[Text section]
★ ★ ★ ★ ★

# CCW While Deer Hunting



## BigV (Nov 11, 2004)

Now that it's legal to carry your concealed weapon (as long as you have a valid CCW license) while you hunt in Ohio, how many will carry this year during the state wide deer gun season?

I know I'll be carrying my trusty 45. on my hip.

How about you?


----------



## M.Magis (Apr 5, 2004)

I can see carrying in bow season, but why the need for another gun during gun season? I don't have a problem with it, but it seem unnecessary.


----------



## Huntinbull (Apr 10, 2004)

I generally figure a slug from a 12 or 20 ga is enough deterrent. Maybe im lazy and do not want to carry the extra pound or 3. Once I return to the vehicle and case my hunting firearm then i will re-arm with the concealed.


----------



## Fish-N-Fool (Apr 12, 2004)

Nope.

I agree with the others - don't see any need when I am carrying a long gun with 3 shots and 7 other slugs on my person.

Bow season - yes; gun season - no.


----------



## littleking (Jun 25, 2005)

I will carry, but then again im hunting with a single shot 375 winchester


----------



## BigV (Nov 11, 2004)

BigV said:


> Now that it's legal to carry your concealed weapon (as long as you have a valid CCW license) while you hunt in Ohio, how many will carry this year during the state wide deer gun season?
> 
> I know I'll be carrying my trusty 45. on my hip.
> 
> How about you?


I hunt with an in-line muzzle loader.
I feel more comfortable having back-up...


----------



## bobk (Apr 30, 2004)

I will carry for sure. I'm hunting with an Encore and want the backup. I own land and get sick of all the scumbags trespassing and I will feel much better with my 45. Even if I had my shotgun I would want the extra protection.


----------

★ ★ ★ ★ ★

[Written task 1] Write out the entire forum thread on carrying a concealed weapon while deer hunting, word for word.

(Pointing dataset excerpts)

★ ★ ★ ★ ★

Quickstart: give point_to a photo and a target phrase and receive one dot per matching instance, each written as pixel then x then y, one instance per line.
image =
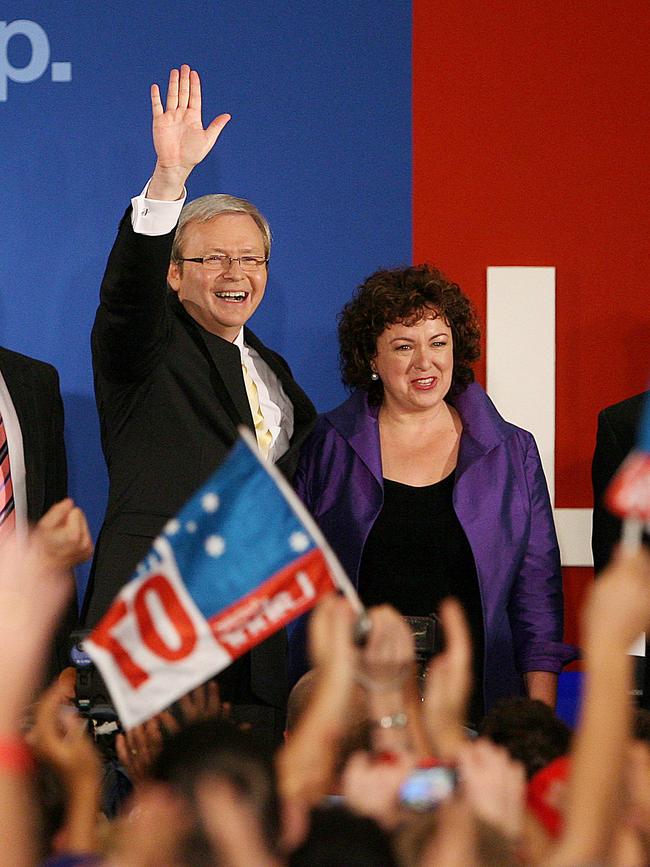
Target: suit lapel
pixel 225 364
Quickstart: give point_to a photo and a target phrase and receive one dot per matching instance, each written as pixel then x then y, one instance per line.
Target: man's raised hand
pixel 179 138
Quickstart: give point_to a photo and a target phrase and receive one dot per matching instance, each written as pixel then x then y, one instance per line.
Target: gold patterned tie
pixel 262 432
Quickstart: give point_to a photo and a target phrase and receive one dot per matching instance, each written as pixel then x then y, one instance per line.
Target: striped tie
pixel 7 511
pixel 262 432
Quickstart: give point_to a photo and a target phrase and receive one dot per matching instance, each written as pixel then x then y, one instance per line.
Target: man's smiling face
pixel 222 302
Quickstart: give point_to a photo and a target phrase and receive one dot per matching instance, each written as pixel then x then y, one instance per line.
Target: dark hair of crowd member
pixel 216 748
pixel 529 730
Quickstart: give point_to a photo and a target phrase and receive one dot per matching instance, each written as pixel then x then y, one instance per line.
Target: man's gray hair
pixel 205 208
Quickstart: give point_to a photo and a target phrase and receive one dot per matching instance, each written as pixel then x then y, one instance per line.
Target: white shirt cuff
pixel 153 217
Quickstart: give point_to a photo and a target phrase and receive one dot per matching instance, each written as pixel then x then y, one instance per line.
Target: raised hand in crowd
pixel 618 610
pixel 448 684
pixel 60 738
pixel 388 674
pixel 306 762
pixel 64 536
pixel 34 589
pixel 179 138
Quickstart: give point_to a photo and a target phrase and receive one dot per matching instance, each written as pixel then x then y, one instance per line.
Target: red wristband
pixel 15 755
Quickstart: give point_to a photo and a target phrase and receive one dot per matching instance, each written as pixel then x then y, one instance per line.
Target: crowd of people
pixel 438 509
pixel 377 766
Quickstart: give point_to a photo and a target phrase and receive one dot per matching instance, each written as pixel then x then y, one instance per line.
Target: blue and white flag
pixel 241 559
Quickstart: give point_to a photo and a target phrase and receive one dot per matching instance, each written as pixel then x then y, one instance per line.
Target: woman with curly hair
pixel 424 491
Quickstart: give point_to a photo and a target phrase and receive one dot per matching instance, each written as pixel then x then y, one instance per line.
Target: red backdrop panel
pixel 530 131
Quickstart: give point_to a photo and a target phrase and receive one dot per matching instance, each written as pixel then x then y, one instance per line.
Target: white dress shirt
pixel 153 217
pixel 16 455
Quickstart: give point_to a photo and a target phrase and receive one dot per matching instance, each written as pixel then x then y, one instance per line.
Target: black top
pixel 417 554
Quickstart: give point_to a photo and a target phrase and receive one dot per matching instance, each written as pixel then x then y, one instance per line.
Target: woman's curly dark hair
pixel 404 295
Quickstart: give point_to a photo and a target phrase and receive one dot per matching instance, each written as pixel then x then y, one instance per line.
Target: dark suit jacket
pixel 617 428
pixel 170 396
pixel 34 389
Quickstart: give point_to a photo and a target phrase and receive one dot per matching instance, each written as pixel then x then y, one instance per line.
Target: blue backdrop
pixel 320 140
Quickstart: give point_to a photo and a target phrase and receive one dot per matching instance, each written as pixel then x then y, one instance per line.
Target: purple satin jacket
pixel 501 499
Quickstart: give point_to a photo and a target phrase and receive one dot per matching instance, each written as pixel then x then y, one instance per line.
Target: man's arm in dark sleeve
pixel 608 456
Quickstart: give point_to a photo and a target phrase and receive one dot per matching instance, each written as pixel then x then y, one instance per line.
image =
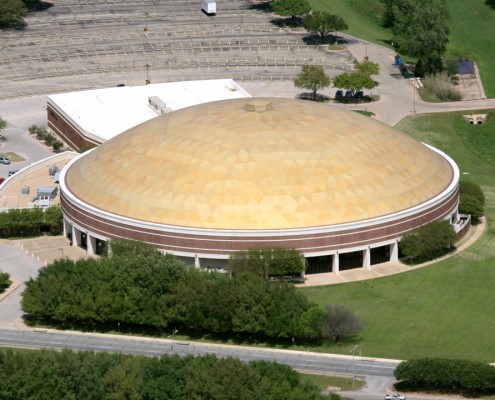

★ ★ ★ ★ ★

[Written task 2] Put the records into a Markdown table with the columns Row and Line, one row per line and blank lines skipped. Begin at the first line of the records and stop after the line that contains "pixel 225 364". Leave the pictures out.

[Written response 1]
# CCW While Deer Hunting



## BigV (Nov 11, 2004)

Now that it's legal to carry your concealed weapon (as long as you have a valid CCW license) while you hunt in Ohio, how many will carry this year during the state wide deer gun season?

I know I'll be carrying my trusty 45. on my hip.

How about you?


----------



## M.Magis (Apr 5, 2004)

I can see carrying in bow season, but why the need for another gun during gun season? I don't have a problem with it, but it seem unnecessary.


----------



## Huntinbull (Apr 10, 2004)

I generally figure a slug from a 12 or 20 ga is enough deterrent. Maybe im lazy and do not want to carry the extra pound or 3. Once I return to the vehicle and case my hunting firearm then i will re-arm with the concealed.


----------



## Fish-N-Fool (Apr 12, 2004)

Nope.

I agree with the others - don't see any need when I am carrying a long gun with 3 shots and 7 other slugs on my person.

Bow season - yes; gun season - no.


----------



## littleking (Jun 25, 2005)

I will carry, but then again im hunting with a single shot 375 winchester


----------



## BigV (Nov 11, 2004)

BigV said:


> Now that it's legal to carry your concealed weapon (as long as you have a valid CCW license) while you hunt in Ohio, how many will carry this year during the state wide deer gun season?
> 
> I know I'll be carrying my trusty 45. on my hip.
> 
> How about you?


I hunt with an in-line muzzle loader.
I feel more comfortable having back-up...


----------



## bobk (Apr 30, 2004)

I will carry for sure. I'm hunting with an Encore and want the backup. I own land and get sick of all the scumbags trespassing and I will feel much better with my 45. Even if I had my shotgun I would want the extra protection.


----------

[Written response 2]
| Row | Line |
|---|---|
| 1 | Quickstart: give point_to a photo and a target phrase and receive one dot per matching instance, each written as pixel then x then y, one instance per line. |
| 2 | image = |
| 3 | Target: suit lapel |
| 4 | pixel 225 364 |